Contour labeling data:
━━━━━━━━━━━━━━━━━━━━

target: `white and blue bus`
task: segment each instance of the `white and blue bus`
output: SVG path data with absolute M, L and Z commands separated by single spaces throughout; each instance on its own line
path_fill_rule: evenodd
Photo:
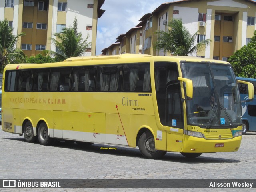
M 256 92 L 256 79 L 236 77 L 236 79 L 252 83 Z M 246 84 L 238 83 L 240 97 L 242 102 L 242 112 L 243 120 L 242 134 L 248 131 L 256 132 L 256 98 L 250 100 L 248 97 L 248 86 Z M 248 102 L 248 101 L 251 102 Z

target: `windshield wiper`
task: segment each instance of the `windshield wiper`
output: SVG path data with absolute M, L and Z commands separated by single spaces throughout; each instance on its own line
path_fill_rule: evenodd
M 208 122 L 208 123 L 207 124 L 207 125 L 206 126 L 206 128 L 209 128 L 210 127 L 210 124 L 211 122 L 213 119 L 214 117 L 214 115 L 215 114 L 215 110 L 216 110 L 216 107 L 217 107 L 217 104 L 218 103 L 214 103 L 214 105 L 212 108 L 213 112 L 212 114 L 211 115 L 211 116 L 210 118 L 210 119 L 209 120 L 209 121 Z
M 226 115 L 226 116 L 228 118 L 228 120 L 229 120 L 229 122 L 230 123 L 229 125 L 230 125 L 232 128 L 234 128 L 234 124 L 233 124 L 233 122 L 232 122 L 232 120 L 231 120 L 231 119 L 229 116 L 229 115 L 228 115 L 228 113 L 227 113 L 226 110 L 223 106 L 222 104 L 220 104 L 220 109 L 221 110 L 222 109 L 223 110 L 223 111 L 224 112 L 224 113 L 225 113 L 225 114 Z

━━━━━━━━━━━━━━━━━━━━

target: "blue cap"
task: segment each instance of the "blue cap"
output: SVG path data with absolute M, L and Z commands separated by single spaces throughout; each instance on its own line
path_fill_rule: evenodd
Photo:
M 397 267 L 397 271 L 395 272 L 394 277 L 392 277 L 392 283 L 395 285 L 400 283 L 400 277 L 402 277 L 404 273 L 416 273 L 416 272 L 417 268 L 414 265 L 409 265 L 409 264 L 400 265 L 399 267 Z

━━━━━━━━━━━━━━━━━━━━

YOUR INSTRUCTIONS | How many lines of the data above contain the string "task"? Reply with the number only.

FULL ANSWER | 3